__HOW TO COMPLETE THIS TASK__: Pull every line that holds the word "below" from the entries.

*** Opening of ENTRIES PROVIDED ***

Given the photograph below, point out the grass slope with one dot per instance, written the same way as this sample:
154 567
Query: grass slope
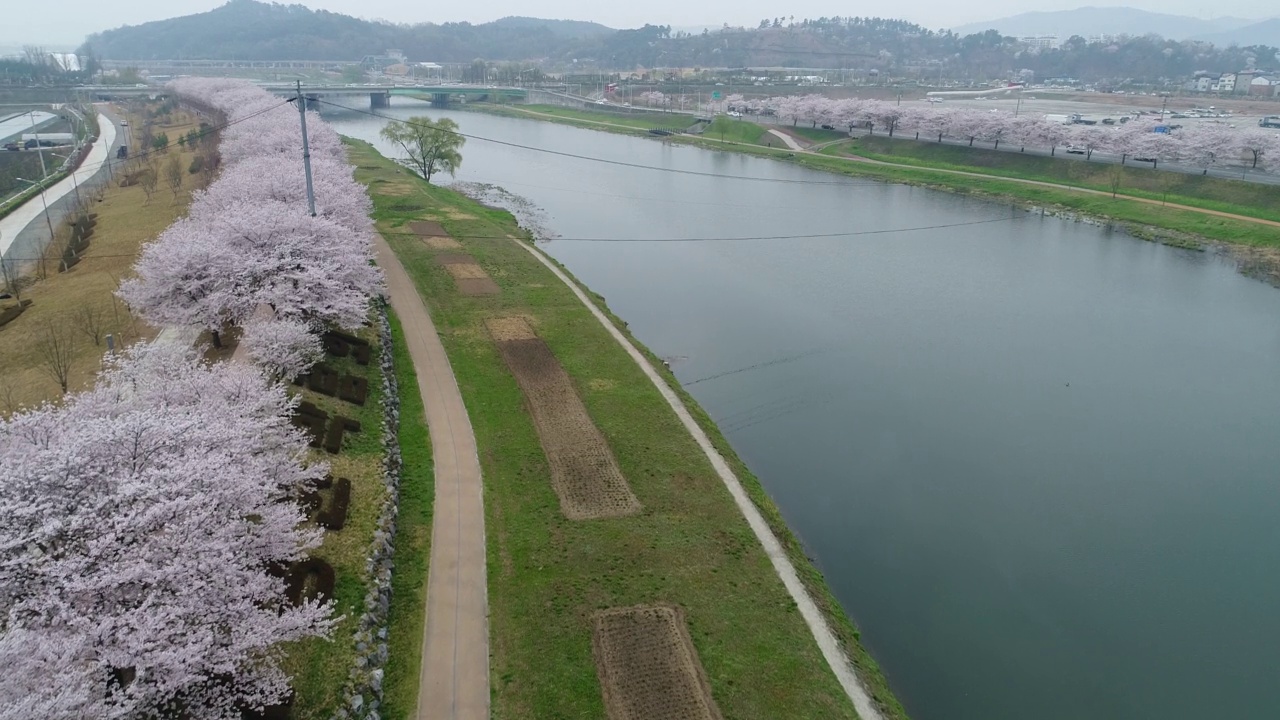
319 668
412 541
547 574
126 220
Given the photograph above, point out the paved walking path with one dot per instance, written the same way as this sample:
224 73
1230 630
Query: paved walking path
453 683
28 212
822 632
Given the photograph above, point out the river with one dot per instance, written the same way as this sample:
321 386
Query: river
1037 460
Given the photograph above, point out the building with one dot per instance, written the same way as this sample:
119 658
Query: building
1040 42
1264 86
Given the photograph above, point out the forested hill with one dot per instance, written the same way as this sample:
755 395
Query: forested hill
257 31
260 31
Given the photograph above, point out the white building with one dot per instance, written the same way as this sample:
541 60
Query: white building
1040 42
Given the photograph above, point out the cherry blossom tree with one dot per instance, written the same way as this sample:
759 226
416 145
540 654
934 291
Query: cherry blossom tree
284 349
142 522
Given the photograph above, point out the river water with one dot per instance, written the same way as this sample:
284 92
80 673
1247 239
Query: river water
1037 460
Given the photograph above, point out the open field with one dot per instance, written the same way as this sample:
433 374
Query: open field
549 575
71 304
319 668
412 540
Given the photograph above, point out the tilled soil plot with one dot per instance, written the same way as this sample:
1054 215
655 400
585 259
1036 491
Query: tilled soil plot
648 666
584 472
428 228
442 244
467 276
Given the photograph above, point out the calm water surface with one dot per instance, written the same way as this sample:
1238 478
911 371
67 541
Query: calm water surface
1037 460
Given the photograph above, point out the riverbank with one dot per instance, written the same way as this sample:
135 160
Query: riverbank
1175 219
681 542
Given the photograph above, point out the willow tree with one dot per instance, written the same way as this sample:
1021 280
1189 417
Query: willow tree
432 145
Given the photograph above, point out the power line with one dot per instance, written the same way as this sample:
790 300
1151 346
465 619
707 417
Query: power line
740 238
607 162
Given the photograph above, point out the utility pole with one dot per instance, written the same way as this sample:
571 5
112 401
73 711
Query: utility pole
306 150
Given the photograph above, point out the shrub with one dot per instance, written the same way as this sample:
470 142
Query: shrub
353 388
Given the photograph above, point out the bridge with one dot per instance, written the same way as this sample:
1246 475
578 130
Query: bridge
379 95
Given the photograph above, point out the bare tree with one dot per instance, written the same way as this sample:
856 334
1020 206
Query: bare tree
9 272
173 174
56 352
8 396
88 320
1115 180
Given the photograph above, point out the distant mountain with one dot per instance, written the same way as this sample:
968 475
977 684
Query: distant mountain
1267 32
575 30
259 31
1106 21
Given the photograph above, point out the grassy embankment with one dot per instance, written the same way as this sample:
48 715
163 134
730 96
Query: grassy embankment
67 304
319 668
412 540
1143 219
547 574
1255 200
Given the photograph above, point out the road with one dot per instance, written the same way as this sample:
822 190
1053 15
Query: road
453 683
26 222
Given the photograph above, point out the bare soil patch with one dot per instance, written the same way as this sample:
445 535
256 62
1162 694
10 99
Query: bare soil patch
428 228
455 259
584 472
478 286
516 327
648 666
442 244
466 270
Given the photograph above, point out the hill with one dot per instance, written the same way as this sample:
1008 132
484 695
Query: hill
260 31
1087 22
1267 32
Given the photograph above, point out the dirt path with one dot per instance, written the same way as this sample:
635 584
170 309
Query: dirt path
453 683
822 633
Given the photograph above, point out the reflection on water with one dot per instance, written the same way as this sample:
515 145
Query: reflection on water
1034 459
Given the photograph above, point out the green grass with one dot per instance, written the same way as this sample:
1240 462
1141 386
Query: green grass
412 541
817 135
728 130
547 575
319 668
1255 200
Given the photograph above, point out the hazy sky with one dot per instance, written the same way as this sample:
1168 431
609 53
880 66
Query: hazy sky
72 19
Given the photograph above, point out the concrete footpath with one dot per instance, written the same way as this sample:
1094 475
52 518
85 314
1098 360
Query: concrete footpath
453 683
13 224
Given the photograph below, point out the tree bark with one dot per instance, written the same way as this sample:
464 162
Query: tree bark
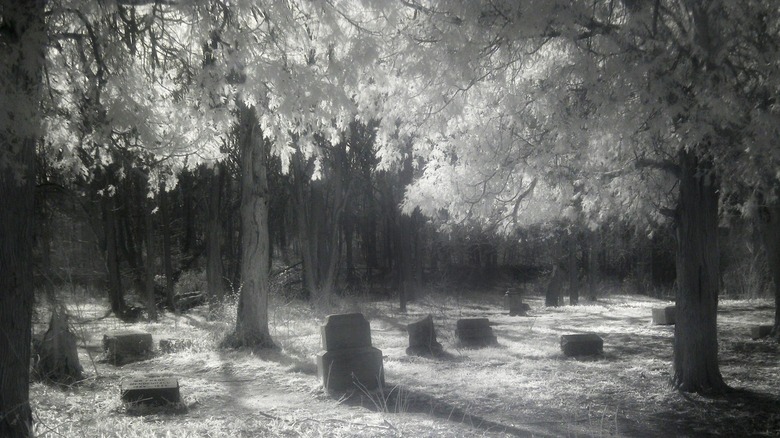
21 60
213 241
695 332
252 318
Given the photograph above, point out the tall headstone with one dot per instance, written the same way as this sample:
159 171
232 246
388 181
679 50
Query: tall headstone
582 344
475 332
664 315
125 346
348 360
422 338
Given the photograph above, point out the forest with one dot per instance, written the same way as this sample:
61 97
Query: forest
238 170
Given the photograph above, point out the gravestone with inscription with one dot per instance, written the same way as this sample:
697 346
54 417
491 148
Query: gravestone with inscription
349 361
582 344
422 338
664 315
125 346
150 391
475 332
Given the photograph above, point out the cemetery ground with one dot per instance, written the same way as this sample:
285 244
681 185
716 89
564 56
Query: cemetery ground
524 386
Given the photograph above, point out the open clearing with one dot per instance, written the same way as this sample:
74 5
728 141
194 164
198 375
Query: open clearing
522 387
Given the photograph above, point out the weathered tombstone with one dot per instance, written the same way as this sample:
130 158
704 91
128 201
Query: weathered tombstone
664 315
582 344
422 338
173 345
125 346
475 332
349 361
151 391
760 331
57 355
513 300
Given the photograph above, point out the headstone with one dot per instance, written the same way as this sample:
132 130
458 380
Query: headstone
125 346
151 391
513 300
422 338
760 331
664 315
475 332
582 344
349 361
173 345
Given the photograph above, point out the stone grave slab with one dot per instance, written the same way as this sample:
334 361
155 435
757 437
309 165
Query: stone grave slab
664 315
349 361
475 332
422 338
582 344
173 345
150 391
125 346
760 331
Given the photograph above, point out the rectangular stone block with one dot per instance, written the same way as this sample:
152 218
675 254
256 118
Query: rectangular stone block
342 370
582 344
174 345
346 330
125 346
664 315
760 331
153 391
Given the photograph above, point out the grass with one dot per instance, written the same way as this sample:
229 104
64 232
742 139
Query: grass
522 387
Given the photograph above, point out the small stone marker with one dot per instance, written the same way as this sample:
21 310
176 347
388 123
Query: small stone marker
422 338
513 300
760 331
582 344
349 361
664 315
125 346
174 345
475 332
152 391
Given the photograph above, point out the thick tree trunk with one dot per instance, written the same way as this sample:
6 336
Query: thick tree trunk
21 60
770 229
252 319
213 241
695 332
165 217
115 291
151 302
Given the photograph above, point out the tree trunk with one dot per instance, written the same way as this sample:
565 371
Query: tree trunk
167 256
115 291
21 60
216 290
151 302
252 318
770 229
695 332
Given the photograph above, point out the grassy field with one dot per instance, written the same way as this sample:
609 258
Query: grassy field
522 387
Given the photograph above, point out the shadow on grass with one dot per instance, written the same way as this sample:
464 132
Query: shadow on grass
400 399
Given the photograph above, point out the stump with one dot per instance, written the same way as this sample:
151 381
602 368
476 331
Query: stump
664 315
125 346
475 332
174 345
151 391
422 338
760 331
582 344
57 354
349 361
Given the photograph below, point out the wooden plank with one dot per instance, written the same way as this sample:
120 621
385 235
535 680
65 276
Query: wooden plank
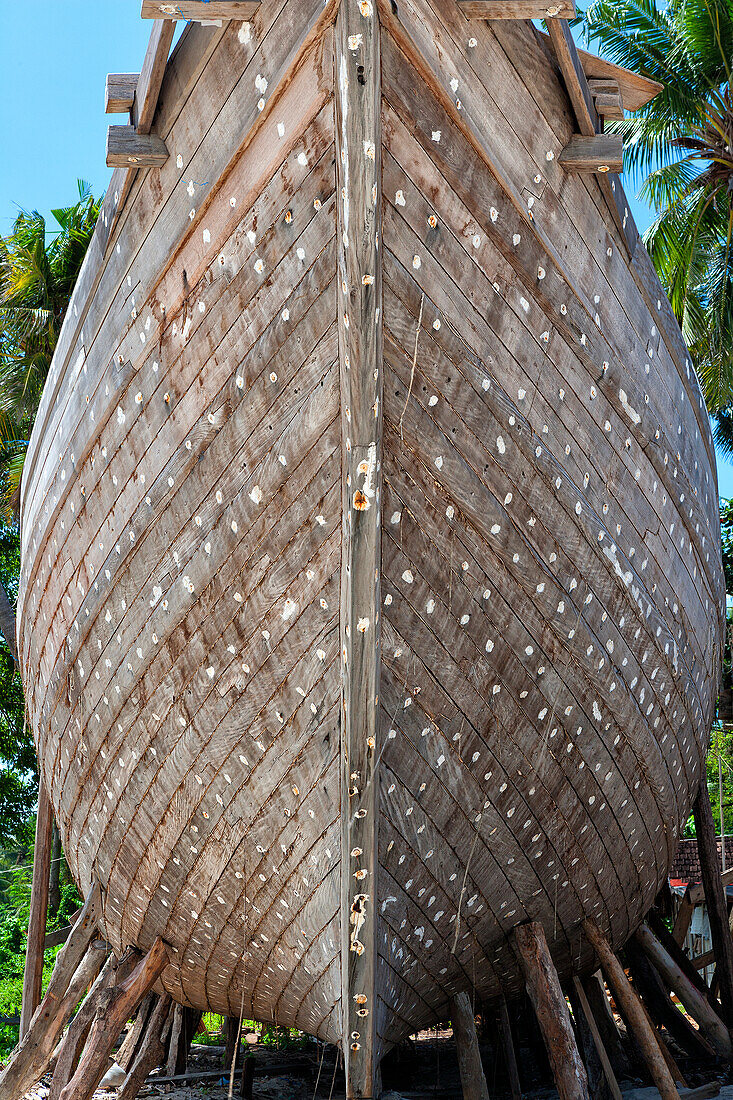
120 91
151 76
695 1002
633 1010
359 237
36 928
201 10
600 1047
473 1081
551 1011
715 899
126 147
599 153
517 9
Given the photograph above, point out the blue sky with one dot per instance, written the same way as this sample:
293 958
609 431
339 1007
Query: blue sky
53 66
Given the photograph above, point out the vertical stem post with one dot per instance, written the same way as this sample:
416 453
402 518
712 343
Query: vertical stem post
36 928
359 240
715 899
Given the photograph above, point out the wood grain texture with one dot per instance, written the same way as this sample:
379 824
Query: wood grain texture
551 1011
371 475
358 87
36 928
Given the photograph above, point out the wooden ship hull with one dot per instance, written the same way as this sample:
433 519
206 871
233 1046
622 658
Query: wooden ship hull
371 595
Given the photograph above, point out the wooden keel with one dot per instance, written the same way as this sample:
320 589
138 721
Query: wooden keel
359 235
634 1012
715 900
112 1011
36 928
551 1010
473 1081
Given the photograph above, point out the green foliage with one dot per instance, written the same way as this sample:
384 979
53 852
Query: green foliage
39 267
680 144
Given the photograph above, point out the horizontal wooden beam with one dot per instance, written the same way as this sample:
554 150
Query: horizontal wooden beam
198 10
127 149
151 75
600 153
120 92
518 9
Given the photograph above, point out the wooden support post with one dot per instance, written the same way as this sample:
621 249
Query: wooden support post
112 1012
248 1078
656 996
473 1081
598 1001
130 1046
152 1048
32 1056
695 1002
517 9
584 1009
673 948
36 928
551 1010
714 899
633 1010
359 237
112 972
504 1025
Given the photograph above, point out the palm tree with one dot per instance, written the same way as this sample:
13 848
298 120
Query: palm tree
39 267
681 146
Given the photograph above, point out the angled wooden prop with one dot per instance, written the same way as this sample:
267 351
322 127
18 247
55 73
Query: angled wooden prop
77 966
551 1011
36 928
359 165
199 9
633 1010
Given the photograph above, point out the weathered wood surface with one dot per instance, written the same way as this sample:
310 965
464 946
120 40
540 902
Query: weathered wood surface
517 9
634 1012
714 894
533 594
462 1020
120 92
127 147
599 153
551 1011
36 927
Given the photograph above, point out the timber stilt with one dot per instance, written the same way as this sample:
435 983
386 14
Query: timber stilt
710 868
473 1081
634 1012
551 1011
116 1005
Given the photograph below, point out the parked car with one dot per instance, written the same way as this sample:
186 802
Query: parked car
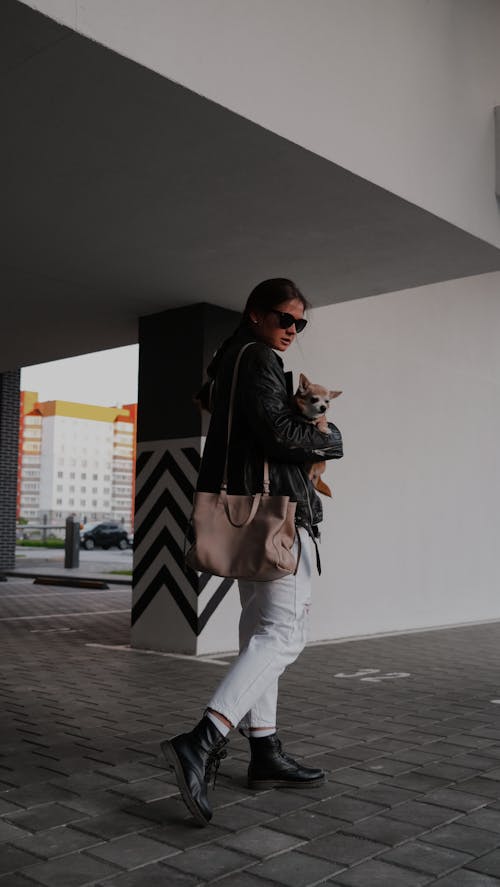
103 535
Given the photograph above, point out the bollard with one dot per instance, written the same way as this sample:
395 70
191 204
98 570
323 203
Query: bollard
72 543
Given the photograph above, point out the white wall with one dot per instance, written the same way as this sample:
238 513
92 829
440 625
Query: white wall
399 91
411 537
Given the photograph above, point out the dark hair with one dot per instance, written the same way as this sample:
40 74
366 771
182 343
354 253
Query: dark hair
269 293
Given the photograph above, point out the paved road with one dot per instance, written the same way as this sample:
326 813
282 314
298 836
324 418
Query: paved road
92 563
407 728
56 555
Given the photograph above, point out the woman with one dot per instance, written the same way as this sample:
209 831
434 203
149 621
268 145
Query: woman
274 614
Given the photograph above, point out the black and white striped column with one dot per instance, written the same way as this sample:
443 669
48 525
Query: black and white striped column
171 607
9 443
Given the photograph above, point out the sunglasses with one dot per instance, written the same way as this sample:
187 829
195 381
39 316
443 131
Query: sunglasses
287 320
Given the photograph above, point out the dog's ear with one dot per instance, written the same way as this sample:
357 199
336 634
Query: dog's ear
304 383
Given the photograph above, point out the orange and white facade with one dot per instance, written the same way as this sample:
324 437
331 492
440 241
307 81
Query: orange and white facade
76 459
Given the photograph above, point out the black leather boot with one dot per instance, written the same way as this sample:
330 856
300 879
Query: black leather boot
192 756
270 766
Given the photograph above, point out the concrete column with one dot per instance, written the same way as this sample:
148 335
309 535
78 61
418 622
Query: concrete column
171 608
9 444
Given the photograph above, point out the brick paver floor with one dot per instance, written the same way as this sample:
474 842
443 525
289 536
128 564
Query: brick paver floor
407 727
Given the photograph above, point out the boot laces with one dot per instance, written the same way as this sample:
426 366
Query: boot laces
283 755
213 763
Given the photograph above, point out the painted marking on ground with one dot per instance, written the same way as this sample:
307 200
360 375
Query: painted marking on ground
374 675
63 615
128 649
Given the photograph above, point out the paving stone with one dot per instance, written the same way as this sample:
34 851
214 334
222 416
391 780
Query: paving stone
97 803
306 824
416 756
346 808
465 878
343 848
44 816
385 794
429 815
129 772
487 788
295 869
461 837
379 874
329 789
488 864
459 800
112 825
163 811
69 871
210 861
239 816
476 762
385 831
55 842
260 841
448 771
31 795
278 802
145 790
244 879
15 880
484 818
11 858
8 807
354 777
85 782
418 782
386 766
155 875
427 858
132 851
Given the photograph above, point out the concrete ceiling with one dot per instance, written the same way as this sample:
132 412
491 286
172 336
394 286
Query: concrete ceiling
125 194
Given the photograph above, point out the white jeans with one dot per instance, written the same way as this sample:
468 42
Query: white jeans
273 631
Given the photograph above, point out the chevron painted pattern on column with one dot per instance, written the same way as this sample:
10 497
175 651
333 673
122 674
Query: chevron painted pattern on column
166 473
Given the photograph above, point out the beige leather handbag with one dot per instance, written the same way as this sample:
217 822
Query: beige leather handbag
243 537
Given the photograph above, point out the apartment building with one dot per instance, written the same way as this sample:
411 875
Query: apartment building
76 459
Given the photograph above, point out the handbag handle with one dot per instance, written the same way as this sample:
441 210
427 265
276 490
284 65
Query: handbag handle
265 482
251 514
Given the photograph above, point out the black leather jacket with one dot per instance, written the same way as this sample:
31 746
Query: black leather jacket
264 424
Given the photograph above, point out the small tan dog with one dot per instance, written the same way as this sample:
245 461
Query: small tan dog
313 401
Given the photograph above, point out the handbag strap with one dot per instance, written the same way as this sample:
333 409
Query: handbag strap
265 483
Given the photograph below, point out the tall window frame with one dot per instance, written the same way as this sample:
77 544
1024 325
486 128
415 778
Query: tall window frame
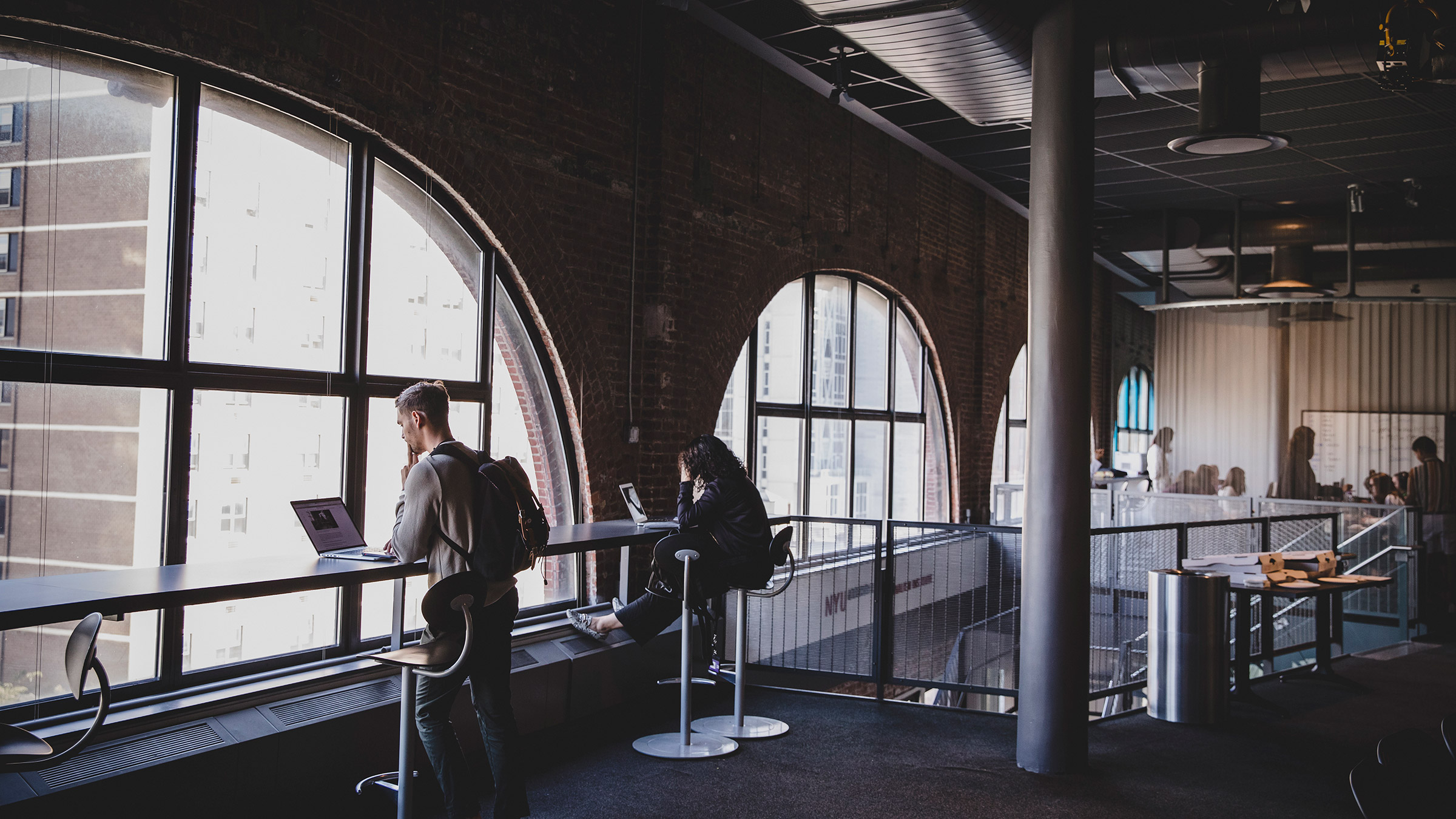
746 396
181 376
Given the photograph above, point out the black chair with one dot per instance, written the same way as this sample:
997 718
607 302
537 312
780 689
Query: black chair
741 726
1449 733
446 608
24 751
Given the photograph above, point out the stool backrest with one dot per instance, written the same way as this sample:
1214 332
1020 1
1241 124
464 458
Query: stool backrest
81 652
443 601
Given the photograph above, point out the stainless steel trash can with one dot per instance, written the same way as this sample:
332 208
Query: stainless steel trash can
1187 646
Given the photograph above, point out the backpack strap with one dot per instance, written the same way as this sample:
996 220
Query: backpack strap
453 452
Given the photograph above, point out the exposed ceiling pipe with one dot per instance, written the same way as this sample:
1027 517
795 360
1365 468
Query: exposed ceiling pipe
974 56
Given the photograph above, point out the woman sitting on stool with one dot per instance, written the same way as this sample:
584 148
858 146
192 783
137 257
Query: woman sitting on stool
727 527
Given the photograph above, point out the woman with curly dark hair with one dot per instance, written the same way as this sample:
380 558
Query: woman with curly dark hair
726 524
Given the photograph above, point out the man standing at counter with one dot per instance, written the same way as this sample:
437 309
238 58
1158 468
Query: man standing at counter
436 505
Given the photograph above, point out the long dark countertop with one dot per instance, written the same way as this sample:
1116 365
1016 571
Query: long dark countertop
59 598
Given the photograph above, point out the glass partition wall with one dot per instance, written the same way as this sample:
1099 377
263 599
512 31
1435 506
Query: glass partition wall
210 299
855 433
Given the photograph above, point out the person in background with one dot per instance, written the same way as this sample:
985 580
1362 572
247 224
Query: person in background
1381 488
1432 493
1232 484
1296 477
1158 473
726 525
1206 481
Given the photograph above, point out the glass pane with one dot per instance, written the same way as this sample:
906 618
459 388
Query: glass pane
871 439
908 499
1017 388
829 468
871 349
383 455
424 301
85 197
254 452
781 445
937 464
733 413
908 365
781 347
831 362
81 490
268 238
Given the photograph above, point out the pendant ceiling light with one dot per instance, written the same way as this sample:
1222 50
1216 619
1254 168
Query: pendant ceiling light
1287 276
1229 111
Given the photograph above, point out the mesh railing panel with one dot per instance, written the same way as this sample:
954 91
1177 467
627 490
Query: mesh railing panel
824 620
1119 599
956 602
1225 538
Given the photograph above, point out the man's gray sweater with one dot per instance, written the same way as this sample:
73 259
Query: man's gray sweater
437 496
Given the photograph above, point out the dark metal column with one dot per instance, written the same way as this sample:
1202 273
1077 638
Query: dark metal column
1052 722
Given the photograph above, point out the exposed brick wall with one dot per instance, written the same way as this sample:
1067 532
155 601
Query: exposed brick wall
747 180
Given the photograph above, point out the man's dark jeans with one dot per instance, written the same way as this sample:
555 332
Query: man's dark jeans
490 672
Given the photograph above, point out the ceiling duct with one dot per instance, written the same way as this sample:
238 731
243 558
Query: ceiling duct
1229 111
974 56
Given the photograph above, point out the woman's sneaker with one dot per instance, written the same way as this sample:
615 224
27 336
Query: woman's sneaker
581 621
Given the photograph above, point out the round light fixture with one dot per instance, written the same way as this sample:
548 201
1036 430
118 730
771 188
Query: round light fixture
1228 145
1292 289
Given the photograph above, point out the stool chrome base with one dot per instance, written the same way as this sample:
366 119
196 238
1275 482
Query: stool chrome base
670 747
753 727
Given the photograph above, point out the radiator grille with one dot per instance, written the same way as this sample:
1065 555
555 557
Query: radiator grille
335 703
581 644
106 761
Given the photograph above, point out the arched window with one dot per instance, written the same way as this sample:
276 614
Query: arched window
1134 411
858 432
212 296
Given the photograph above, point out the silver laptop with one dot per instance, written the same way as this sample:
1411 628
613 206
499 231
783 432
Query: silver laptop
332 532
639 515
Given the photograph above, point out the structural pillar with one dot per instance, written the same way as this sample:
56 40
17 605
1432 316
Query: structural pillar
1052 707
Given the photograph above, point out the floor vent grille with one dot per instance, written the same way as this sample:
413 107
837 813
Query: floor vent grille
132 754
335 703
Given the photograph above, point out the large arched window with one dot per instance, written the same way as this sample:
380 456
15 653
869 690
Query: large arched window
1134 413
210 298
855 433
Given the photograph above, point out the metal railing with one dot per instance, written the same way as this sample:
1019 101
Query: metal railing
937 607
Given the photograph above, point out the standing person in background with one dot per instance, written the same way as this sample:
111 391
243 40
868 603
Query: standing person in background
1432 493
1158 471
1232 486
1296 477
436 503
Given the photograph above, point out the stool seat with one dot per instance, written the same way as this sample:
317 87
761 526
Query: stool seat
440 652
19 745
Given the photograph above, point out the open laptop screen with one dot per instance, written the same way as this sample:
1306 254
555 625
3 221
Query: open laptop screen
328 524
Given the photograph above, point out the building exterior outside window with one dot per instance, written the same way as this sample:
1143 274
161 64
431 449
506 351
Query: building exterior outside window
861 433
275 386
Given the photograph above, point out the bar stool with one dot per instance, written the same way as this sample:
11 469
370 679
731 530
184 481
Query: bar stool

*** Close of ENTRIES PROVIDED ***

__WRITTEN ANSWER__:
Given the photograph below, point out the grass slope with one dot per instance, written the same way as this sample:
Given the photograph below, point out the tree bark with one dot per instance, written the same way as this sample:
Given the photograph below, point out the wooden plank with one dot per instance, written the same way as this sample:
Given the photograph below, point out the parked car with one dot per instance, written the same way as this sample:
Given the photograph below, point out the tall window frame with one dot per instance, written the same way as this sample:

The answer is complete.